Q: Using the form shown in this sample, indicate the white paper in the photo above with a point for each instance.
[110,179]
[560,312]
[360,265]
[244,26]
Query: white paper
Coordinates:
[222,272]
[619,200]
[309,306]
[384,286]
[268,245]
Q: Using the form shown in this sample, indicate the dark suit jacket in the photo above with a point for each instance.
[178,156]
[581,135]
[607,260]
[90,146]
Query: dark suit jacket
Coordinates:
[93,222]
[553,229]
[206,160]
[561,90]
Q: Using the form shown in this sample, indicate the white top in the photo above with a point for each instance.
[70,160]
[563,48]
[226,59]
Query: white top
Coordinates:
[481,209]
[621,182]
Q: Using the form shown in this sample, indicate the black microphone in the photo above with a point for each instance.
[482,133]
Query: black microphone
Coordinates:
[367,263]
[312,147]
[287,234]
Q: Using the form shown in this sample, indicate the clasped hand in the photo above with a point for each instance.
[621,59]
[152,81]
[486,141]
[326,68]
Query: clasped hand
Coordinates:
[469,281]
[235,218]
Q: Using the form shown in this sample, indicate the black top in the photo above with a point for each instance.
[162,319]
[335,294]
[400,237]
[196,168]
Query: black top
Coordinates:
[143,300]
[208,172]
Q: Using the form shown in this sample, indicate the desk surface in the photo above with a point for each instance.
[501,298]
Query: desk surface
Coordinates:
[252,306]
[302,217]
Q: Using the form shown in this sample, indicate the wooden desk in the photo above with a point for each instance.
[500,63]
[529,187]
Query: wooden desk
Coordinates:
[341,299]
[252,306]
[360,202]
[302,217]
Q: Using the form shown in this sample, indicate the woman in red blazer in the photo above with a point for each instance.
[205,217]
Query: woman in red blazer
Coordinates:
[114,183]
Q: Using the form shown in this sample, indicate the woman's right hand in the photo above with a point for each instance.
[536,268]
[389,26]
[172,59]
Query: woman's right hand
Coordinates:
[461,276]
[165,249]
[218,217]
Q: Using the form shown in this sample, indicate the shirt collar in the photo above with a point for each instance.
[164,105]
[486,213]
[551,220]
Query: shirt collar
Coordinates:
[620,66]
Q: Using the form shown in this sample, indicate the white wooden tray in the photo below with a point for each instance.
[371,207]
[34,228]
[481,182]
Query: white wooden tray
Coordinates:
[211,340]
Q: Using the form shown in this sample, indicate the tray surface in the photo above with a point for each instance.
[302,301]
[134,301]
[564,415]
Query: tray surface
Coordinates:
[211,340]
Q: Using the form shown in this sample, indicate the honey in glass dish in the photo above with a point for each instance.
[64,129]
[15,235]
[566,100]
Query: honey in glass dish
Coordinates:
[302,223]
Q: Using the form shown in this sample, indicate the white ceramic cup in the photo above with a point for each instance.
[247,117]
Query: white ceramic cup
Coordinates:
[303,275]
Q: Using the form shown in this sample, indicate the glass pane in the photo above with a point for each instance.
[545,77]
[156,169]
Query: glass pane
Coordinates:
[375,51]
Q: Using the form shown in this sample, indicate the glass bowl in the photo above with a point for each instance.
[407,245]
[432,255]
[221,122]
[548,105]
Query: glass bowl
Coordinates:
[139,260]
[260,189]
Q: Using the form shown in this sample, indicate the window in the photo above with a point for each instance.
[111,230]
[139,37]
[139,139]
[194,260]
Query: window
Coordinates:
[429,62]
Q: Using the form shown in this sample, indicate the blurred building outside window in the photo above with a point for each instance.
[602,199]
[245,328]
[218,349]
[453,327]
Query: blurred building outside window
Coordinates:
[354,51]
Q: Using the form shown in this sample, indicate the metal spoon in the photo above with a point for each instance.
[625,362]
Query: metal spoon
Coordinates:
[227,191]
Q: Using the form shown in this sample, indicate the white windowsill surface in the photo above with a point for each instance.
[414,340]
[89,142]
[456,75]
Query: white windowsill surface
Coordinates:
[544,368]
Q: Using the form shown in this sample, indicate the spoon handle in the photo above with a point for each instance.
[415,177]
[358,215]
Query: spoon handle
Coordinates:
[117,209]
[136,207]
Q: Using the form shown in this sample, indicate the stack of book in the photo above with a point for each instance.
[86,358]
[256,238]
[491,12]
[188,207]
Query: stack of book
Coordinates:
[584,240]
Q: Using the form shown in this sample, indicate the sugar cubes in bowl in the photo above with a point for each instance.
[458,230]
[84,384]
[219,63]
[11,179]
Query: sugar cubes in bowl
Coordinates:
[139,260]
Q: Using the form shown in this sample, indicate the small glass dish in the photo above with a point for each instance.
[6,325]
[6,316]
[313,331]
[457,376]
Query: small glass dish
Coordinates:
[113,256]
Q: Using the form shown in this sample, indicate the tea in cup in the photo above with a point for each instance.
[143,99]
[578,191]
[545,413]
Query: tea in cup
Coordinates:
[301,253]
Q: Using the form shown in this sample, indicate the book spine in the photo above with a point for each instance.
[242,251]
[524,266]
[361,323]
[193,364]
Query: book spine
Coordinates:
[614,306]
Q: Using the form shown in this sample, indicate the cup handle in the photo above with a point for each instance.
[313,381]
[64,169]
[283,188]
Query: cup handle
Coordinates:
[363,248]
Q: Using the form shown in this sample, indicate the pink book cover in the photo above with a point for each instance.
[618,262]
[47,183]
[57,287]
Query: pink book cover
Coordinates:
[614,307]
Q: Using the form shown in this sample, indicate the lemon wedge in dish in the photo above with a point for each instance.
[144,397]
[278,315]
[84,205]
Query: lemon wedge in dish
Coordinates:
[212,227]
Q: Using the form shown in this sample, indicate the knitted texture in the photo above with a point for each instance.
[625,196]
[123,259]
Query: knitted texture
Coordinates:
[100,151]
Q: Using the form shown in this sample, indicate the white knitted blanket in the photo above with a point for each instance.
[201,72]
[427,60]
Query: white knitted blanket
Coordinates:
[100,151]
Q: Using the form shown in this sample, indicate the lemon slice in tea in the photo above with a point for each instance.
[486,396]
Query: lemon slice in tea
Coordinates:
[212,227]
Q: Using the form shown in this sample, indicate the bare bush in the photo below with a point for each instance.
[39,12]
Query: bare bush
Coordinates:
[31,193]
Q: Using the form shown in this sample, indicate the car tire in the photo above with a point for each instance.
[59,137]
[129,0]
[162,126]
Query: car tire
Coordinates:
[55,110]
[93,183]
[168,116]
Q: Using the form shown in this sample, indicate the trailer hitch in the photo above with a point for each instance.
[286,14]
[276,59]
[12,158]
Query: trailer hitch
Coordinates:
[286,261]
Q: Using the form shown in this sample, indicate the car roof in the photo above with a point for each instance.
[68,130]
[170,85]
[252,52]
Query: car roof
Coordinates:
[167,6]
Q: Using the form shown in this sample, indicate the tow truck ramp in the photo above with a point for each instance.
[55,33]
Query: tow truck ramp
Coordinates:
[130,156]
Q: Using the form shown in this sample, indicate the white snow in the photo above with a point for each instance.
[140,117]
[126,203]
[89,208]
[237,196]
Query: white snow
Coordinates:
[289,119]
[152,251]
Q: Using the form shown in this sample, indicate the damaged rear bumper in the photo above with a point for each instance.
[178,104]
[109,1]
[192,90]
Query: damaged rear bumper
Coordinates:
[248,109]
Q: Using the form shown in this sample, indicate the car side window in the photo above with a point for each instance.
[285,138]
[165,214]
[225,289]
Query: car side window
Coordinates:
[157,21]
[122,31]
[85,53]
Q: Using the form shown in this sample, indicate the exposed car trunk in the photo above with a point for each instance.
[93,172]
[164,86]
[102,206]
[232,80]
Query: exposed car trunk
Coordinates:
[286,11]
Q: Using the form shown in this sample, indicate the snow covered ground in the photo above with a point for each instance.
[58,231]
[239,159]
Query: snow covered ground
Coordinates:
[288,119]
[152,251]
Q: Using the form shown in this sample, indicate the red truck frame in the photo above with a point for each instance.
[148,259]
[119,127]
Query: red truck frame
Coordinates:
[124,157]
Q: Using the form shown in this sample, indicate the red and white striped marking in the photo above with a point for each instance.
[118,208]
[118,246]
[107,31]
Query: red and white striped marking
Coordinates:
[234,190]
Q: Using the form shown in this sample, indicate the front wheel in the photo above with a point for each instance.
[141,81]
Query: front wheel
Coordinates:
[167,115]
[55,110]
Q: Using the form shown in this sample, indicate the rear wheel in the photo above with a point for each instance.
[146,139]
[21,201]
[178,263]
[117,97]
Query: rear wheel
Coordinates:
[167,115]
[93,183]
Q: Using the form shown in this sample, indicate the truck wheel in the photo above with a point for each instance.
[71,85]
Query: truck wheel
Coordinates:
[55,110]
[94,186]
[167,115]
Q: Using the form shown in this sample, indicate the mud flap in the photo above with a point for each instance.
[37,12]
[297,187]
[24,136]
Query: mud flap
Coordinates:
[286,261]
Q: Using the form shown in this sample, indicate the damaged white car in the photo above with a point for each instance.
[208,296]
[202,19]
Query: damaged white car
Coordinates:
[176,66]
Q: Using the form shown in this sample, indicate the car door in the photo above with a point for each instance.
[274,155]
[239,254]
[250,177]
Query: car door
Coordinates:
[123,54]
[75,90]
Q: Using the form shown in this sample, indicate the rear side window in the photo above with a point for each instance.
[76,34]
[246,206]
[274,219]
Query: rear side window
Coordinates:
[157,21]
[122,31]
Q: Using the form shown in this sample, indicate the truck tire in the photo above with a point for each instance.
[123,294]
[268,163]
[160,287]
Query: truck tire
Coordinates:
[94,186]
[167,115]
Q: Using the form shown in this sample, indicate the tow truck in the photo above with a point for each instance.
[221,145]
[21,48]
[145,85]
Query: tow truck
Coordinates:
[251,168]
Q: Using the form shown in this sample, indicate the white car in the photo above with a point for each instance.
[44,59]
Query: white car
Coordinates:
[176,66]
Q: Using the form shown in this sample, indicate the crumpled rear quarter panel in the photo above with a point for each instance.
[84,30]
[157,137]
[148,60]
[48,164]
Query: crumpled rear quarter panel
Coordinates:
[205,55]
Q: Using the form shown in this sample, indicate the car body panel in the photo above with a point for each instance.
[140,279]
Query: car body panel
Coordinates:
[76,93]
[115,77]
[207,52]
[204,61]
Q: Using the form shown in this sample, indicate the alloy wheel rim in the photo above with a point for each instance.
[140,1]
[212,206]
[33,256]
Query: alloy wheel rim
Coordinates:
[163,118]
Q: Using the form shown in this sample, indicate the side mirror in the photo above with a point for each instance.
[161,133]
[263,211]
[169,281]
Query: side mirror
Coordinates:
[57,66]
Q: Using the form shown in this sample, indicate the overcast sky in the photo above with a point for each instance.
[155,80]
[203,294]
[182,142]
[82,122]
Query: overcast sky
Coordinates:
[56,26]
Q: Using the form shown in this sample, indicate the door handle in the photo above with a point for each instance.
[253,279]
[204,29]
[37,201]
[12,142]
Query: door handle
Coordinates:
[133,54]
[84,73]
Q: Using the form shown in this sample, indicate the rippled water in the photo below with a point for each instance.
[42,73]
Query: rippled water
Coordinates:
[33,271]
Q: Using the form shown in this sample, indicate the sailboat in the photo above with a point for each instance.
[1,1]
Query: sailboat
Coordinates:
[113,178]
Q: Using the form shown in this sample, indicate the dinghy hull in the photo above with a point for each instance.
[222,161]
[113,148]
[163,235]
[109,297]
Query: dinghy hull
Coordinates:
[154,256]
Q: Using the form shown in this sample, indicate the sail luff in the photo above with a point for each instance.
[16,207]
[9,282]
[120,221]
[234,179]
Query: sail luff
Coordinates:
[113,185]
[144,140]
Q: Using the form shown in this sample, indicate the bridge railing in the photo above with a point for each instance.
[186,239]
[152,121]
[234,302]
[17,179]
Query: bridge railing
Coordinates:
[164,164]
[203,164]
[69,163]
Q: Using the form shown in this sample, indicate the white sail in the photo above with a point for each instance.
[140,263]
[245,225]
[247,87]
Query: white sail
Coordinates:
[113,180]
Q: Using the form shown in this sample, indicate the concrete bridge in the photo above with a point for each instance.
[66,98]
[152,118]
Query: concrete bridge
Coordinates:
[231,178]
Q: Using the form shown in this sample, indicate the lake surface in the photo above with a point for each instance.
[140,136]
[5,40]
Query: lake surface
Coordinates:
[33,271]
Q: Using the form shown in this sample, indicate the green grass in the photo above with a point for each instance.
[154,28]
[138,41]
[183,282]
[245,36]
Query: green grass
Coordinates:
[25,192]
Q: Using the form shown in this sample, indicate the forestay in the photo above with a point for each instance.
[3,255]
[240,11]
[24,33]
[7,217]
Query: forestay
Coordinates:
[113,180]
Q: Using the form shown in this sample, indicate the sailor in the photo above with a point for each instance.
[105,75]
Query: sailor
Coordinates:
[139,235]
*****
> What to do
Extract every line from the one with "Q: Using the form shown in this sample, indicate the bridge" down to the final line above, both included, exactly as written.

> Solution to this exercise
Q: Using the form shown in this sample, indicate the bridge railing in the photo above with a point for each instance.
[186,239]
[152,121]
[234,302]
[17,179]
Query: bridge railing
Coordinates:
[164,164]
[203,164]
[69,163]
Q: Using the form shown in this sample, indicate the white sail in the photo above with a point for each instance.
[140,263]
[245,225]
[247,87]
Query: white sail
Coordinates:
[113,180]
Q: Using the form shown in this sample, indicate the concrete bridge in the photo above with a point for each instance.
[66,98]
[152,118]
Query: concrete bridge
Coordinates:
[231,178]
Q: Using the form shown in this sample, indicate the lake surface in the photo above with a point for each instance.
[140,136]
[5,40]
Query: lake surface
Coordinates:
[33,271]
Q: Using the form shown in this sample, indicate the green grass in the photo above with a point for each instance.
[154,28]
[138,41]
[183,282]
[245,36]
Query: green grass
Coordinates:
[25,192]
Q: Using the form shown in this sample, indicate the forestay in the photo above with a point for each instance.
[3,255]
[240,11]
[24,33]
[7,217]
Query: forestay
Coordinates:
[113,180]
Q: Using the form shown in this sample, indicate the sailor in the photo above with a point for each instance.
[105,75]
Query: sailor
Coordinates:
[139,235]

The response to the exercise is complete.